━━ DOCUMENT SECTION ━━

The history of kink in Western poetry is a long and illustrious one, dating back through the Old Occitan (Provençal) troubadours of the eleventh and twelfth centuries. These pre-modern singer-songwriters frequently imagined themselves as serving / rendering service to / servicing noble ladies as though those ladies had the political power of the noble lords who were their husbands. In other words, the imagined (and probably wholly imaginary) relationship was one of dominance and submission between a Mistress and her serving man.
By the late thirteenth century, this paradigm had spread throughout Western Europe. It was so pervasive that misogynist (male) writers such as Jean de Meun attempted to straighten things out by putting women back in their place. Christine de Pizan, arguably the first feminist writer of pre-modern France, was of two minds. On the one hand, she approved of empowered women; on the other, she knew that that kind of power most often did not extend beyond the privacy of the bedroom into the public sphere. One of Christine’s successors, Alain Chartier, wrote a narrative poem, La Belle Dame sans Merci (or “BDSM” for short) whose thrust (so to speak) is that ladies should always grant their favors to lovers who beg sincerely.

━━━

THE TASKS
1 - Decide whether each statement agrees with the passage on kink in Western poetry. Answer yes or no, and quote the deciding words. (a) The Old Occitan troubadours belong to the eleventh and twelfth centuries. (b) Christine de Pizan approved of women's power without any reservation. (c) Jean de Meun is counted among the misogynist writers.
2 - According to the passage on kink in Western poetry, who wrote the narrative poem La Belle Dame sans Merci?
3 - Write a continuation of the passage on kink in Western poetry, beginning after its final sentence.

━━ ENTRIES PROVIDED ━━

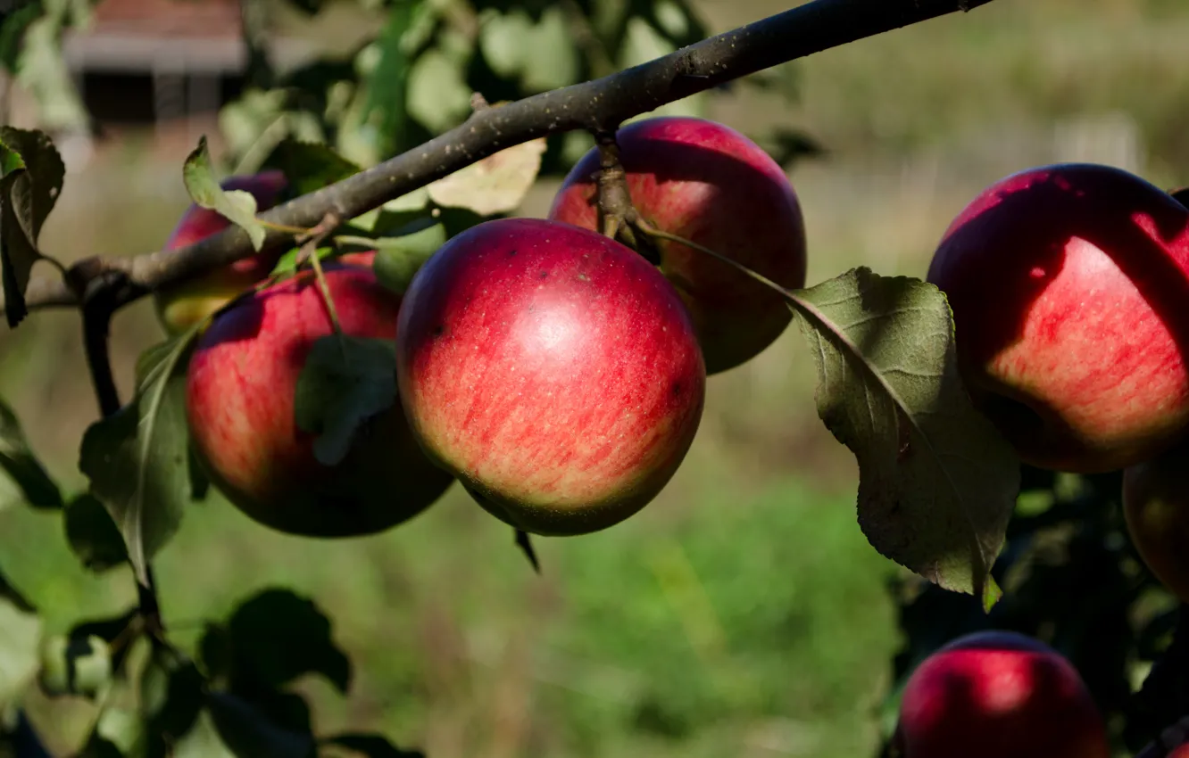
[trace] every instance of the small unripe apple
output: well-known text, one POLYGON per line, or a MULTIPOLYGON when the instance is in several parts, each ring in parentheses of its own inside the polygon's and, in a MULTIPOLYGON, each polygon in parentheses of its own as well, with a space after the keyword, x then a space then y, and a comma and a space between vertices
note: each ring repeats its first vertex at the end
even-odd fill
MULTIPOLYGON (((325 271, 344 334, 396 339, 400 296, 367 269, 327 263, 325 271)), ((251 518, 294 535, 383 531, 423 511, 453 481, 421 451, 400 400, 365 422, 344 461, 315 459, 294 398, 314 342, 332 333, 306 271, 219 314, 187 375, 190 435, 212 482, 251 518)))
POLYGON ((1118 470, 1189 425, 1189 209, 1109 166, 987 188, 929 267, 975 404, 1032 466, 1118 470))
POLYGON ((397 377, 417 438, 496 517, 537 535, 622 522, 681 465, 705 368, 641 255, 540 219, 487 221, 414 277, 397 377))
MULTIPOLYGON (((776 284, 805 284, 805 222, 784 169, 735 130, 690 116, 644 119, 616 133, 633 206, 654 227, 709 247, 776 284)), ((598 150, 570 171, 549 217, 598 230, 598 150)), ((792 311, 773 290, 705 253, 658 240, 660 269, 690 309, 706 373, 772 345, 792 311)))
MULTIPOLYGON (((250 176, 232 176, 220 184, 225 190, 251 192, 258 210, 268 210, 277 204, 287 185, 285 175, 271 170, 250 176)), ((199 204, 190 204, 165 241, 164 249, 187 247, 222 232, 228 226, 231 221, 221 214, 199 204)), ((263 282, 283 253, 284 251, 278 251, 269 255, 241 258, 202 277, 157 291, 153 302, 158 321, 171 335, 185 331, 244 291, 263 282)))
POLYGON ((904 689, 905 758, 1109 758, 1102 715, 1072 664, 1014 632, 958 638, 904 689))
POLYGON ((1122 512, 1152 575, 1189 602, 1189 447, 1124 469, 1122 512))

━━━

IN RESPONSE
1 -
(a) Yes: "the Old Occitan (Provençal) troubadours of the eleventh and twelfth centuries"
(b) No: "was of two minds"
(c) Yes: "misogynist (male) writers such as Jean de Meun"

2 - Alain Chartier wrote it.

3 -
If all this sounds a bit too ethereal for your taste, fear not—there is a whole genre, the fabliau, that is noted for scatological humor. Or, if you are into gore and torture, there are plenty of martyrologies to go around. (Warning: these scenarios tend to be non-consensual within the context of the fiction or the allegory. Or rather, if and when the martyr gives consent, they are consenting to the will of God, not necessarily to that of their human torturers.)
Flash forward to the nineteenth century, and we have Baudelaire, Rimbaud, and Verlaine—in other words, the usual suspects. Their twentieth-century emulators include Renée Vivien, Judith Teixeira, Alfonsina Storni, Gilka Machado, and Marie-Madeleine. I haven’t checked specifically for this, but I think it’s very likely that Emily Dickinson, Edna St.-Vincent Millay, and H. D. will also have some kinky poems, especially D/s, in their collected works.
Who is writing kink in today’s poetry scene? I’d recommend Patrizia Valduga, Poesie erotiche (Einaudi, 2018), in translation by Geoffrey Brock. I don’t know of any other poet with her panache, except perhaps Carol Ann Duffy in “Warming Her Pearls.”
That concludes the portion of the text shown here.